Extracted entries →
::::
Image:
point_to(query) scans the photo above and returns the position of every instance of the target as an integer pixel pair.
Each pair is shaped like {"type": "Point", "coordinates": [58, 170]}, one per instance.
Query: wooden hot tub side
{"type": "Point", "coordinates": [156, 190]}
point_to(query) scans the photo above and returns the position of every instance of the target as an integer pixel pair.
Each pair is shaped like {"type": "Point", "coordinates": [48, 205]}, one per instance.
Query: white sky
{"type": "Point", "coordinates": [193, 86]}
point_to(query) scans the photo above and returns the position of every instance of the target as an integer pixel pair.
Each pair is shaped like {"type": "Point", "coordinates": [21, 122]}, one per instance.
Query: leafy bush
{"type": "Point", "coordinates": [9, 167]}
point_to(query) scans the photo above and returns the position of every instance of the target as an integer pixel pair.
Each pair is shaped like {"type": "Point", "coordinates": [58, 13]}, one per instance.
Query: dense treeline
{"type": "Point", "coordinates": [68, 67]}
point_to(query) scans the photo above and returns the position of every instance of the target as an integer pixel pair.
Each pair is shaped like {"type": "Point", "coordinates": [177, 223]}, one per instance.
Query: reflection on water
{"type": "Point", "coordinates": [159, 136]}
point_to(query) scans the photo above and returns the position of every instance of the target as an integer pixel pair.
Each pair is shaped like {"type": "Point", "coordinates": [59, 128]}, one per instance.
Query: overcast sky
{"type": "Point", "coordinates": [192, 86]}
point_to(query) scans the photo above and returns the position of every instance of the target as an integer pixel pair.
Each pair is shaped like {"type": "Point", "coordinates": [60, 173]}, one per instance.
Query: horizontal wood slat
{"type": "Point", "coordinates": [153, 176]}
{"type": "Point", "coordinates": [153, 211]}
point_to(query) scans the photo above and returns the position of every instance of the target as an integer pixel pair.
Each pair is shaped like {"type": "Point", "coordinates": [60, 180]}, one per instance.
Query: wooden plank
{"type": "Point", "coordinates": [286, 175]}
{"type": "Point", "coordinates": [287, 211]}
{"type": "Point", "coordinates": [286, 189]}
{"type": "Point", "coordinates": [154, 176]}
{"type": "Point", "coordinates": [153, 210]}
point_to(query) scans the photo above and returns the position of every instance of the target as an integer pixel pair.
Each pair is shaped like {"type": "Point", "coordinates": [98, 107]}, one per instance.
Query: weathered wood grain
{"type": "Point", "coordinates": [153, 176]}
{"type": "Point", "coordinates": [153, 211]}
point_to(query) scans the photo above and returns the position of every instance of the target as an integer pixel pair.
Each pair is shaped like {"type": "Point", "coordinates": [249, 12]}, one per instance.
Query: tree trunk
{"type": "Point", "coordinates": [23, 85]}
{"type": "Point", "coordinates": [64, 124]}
::::
Exercise details →
Would you please repeat the entire listing above exactly?

Answer to the problem →
Image:
point_to(query) scans the photo above and returns the position of every instance of the target as an integer pixel pair.
Each pair is shaped like {"type": "Point", "coordinates": [58, 170]}, one per instance.
Query: wooden hot tub side
{"type": "Point", "coordinates": [156, 190]}
point_to(query) scans the photo above and returns the position of every instance of the target as an integer pixel pair.
Each pair is shaped like {"type": "Point", "coordinates": [48, 205]}, one per instance.
Query: white sky
{"type": "Point", "coordinates": [193, 86]}
point_to(query) scans the photo above and returns the position of every instance of the target as an integer pixel pair.
Each pair is shaped like {"type": "Point", "coordinates": [21, 122]}, one per instance.
Query: leafy bush
{"type": "Point", "coordinates": [9, 167]}
point_to(query) scans the photo above and returns the position of every instance of the target as an integer pixel pair.
Each pair is shaped like {"type": "Point", "coordinates": [58, 13]}, one per instance.
Query: dense treeline
{"type": "Point", "coordinates": [68, 67]}
point_to(query) scans the photo above and returns the position of every instance of the target as an integer pixel pair.
Each pair is shaped like {"type": "Point", "coordinates": [177, 223]}, one per instance.
Query: reflection on water
{"type": "Point", "coordinates": [159, 136]}
point_to(query) scans the photo above and returns the position of every instance of the target as an integer pixel pair.
Each pair is shaped like {"type": "Point", "coordinates": [59, 128]}, one per instance.
Query: overcast sky
{"type": "Point", "coordinates": [192, 86]}
point_to(query) scans the photo above and returns the position of every instance of the target as an integer pixel pair.
Each pair is shaped like {"type": "Point", "coordinates": [60, 173]}, one per instance.
Query: horizontal wood slat
{"type": "Point", "coordinates": [153, 176]}
{"type": "Point", "coordinates": [153, 211]}
point_to(query) scans the photo above and returns the position of every instance of the target as an integer pixel pair.
Each pair is shaped like {"type": "Point", "coordinates": [60, 180]}, one per instance.
Query: wooden plank
{"type": "Point", "coordinates": [286, 175]}
{"type": "Point", "coordinates": [287, 211]}
{"type": "Point", "coordinates": [286, 189]}
{"type": "Point", "coordinates": [154, 176]}
{"type": "Point", "coordinates": [153, 210]}
point_to(query) scans the photo above and returns the position of every instance of the target as an integer pixel pair.
Each pair is shaped like {"type": "Point", "coordinates": [98, 107]}, one per instance.
Query: weathered wood grain
{"type": "Point", "coordinates": [153, 176]}
{"type": "Point", "coordinates": [153, 211]}
point_to(query) scans the photo above and returns the position of every instance of the target as an integer pixel pair.
Each pair is shaped like {"type": "Point", "coordinates": [249, 12]}, one per instance.
Query: tree trunk
{"type": "Point", "coordinates": [23, 85]}
{"type": "Point", "coordinates": [64, 124]}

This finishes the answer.